• EXERCISE BRIEF: Set down each entry below exactly as written, keeping the pictures out.

• SUPPLIED RECORDS:

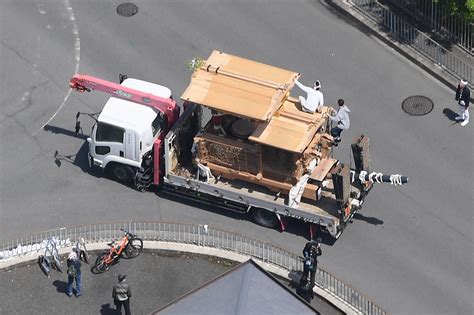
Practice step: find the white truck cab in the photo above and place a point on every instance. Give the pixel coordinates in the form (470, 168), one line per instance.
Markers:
(126, 130)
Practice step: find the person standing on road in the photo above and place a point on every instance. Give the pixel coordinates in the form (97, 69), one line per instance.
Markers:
(121, 294)
(463, 96)
(314, 100)
(311, 252)
(73, 274)
(341, 118)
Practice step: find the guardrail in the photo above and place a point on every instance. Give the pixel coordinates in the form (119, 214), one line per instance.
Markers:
(415, 38)
(188, 234)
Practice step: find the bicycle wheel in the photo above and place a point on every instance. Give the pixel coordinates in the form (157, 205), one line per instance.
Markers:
(101, 264)
(134, 247)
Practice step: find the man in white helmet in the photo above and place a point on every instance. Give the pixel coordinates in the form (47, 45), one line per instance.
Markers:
(463, 96)
(314, 100)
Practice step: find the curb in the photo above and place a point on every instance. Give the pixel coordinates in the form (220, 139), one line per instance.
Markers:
(195, 249)
(349, 10)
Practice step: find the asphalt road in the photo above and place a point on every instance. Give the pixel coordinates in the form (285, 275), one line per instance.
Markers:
(410, 249)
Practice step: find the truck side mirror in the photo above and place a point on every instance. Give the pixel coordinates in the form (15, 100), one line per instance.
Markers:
(122, 77)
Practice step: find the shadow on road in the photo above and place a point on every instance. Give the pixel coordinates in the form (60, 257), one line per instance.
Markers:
(59, 130)
(370, 220)
(105, 309)
(450, 114)
(61, 286)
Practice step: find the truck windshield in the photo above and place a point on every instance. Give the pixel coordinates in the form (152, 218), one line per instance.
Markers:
(109, 133)
(157, 124)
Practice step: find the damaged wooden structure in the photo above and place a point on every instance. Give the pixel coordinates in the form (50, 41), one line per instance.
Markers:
(258, 132)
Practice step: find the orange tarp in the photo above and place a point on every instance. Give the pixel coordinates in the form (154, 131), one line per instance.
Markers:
(234, 85)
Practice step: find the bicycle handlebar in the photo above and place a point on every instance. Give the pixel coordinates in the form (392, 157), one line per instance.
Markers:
(127, 232)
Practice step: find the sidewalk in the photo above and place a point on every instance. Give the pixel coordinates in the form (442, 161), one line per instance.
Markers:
(156, 278)
(346, 8)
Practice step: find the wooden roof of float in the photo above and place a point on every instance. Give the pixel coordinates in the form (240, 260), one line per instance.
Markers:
(239, 86)
(256, 91)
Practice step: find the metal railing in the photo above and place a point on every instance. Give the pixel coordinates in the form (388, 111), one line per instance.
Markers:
(409, 35)
(188, 234)
(440, 19)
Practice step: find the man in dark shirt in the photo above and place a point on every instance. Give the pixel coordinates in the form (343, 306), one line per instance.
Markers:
(121, 294)
(73, 274)
(463, 96)
(311, 252)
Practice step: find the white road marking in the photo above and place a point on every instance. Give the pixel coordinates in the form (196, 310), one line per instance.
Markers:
(77, 54)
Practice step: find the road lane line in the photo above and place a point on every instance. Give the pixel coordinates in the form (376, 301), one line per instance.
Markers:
(77, 55)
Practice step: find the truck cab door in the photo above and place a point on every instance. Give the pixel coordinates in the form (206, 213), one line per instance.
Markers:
(130, 145)
(107, 140)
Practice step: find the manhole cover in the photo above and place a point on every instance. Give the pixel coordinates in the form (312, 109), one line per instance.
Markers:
(127, 9)
(417, 105)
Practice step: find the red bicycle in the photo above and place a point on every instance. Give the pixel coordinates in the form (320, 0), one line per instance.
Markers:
(129, 246)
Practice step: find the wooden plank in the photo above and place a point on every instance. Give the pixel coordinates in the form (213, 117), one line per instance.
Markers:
(322, 169)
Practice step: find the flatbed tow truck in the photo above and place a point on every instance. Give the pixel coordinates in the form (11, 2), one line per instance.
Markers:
(242, 143)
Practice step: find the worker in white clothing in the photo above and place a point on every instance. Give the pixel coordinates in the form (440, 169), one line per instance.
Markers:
(314, 100)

• EXERCISE RESULT:
Practice step: find the white truck cab in the photo above and place a point on every instance. Give the pixel coordinates in the form (470, 168), one line per instance.
Markers:
(126, 130)
Practice step: find the person standing on road in the photo above and place a point on every instance. Give the pixel coordinates in the form (97, 69), one line per instance.
Markers:
(121, 294)
(463, 96)
(314, 100)
(311, 252)
(73, 274)
(341, 118)
Practice step: find the guardrail in the photo above and place a point on every instance. Give the pixel coordinates in the form (119, 214), one line per instance.
Markers:
(415, 38)
(188, 234)
Practice step: find the bicycle wheel in the photo above and place a point on every instance. Give the pixel coordinates in the form (157, 205), one line per instance.
Markers:
(101, 264)
(134, 247)
Practice step: find the man in white helmet in the photo above and place a point on every instance. Give the pixel coordinates in the form (47, 45), one line per instance.
Markers:
(463, 96)
(314, 100)
Practice step: find the curb in the photo above and place a point on every instance. Give the pixel coordinates in the form (220, 139), one line per instance.
Markers:
(195, 249)
(349, 10)
Practice step: find the asphalt road in the photo above and place a point on every instance. Give the pixel coordinates in the form (285, 275), one line per instance.
Markers:
(410, 249)
Practice step: find the truck side mirror in the photo above and place a point on every instance. Give the pixel coordinates in the form (15, 100), one line per instance.
Markers:
(122, 77)
Practice step: find the shadow on road in the photo above and place a point on every instance. Give the pixel coordinates in the form (60, 257), one line per instance.
Markers:
(59, 130)
(370, 220)
(105, 309)
(450, 114)
(61, 286)
Practice step: find the truck windshield in the photo above and place a point on every instance. Give the pixel coordinates in the form (152, 218), one line per instance.
Markers:
(109, 133)
(157, 124)
Practice step: find the damaged wooden structure in the photo above and place a point on every instance. Give the pixel coordinates in the form (50, 41), one line per instance.
Markers:
(258, 132)
Practice step: find the orange tarp in the photo above and place a point on every instance. Give the pixel coordinates in the form (154, 131), one line per instance.
Markers:
(234, 85)
Practice step: find the bicycle handlebar in the photo above and place a point on every instance. Give the pixel coordinates in the form (392, 157), one line per instance.
Markers:
(127, 232)
Practice step: find the sidewalk in the photo above and place a point on every instance. Give the pixel coordinates in the form (442, 161), one line per instance.
Markers:
(156, 278)
(346, 8)
Practice step: find the wooden roof of float in the photo above and place a point on every instance. Give the pixel coordinates in the form (240, 260), one line per instance.
Markers:
(239, 86)
(256, 91)
Practice step: find the metal railing in the photo above and place a point on every instance. Give the pixel coordinates in the form (388, 111), one line per instance.
Markers:
(409, 35)
(188, 234)
(440, 19)
Practice step: find the man in dark shirt in the photo above and place a point on every instance. Give the pixel coordinates in the form (343, 306), one line per instance.
Markers:
(121, 294)
(73, 274)
(463, 96)
(311, 252)
Practice step: find the white road marking in the photo above and place a point on every instance. Give the pixel coordinates in the form (196, 310), one line per instance.
Markers:
(77, 54)
Practice step: find the road lane line in the photo above and place a point on every instance. Give the pixel coordinates in the form (376, 301), one line per instance.
Markers:
(77, 55)
Practice step: find the truck cab door in the photo above and place a point on every instance. Give the pixel coordinates in the form (206, 213), one line per instance.
Markers:
(130, 145)
(107, 140)
Practice step: find the manhole cover in the photo above and place a point on every instance. Give the pixel coordinates in the form (312, 109), one line per instance.
Markers:
(127, 9)
(417, 105)
Practice step: find the red bicycle in the photo above and place a point on every instance. Give the pixel coordinates in the form (320, 0), one line per instance.
Markers:
(129, 246)
Practice step: find the wooden plank in the photo above and place a point on every instance. Give the pixel coordinates in the form (213, 117), one line per instance.
Markers:
(322, 169)
Practice step: find the flatbed tow truck in the photo above and place a point on every instance. Give the pixel coordinates in the form (11, 2), one line per instance.
Markers:
(242, 143)
Practice step: find the worker in white clothing in the photo above and place a point on every instance. Give the pixel coordinates in the form (440, 169), one line per instance.
Markers:
(314, 100)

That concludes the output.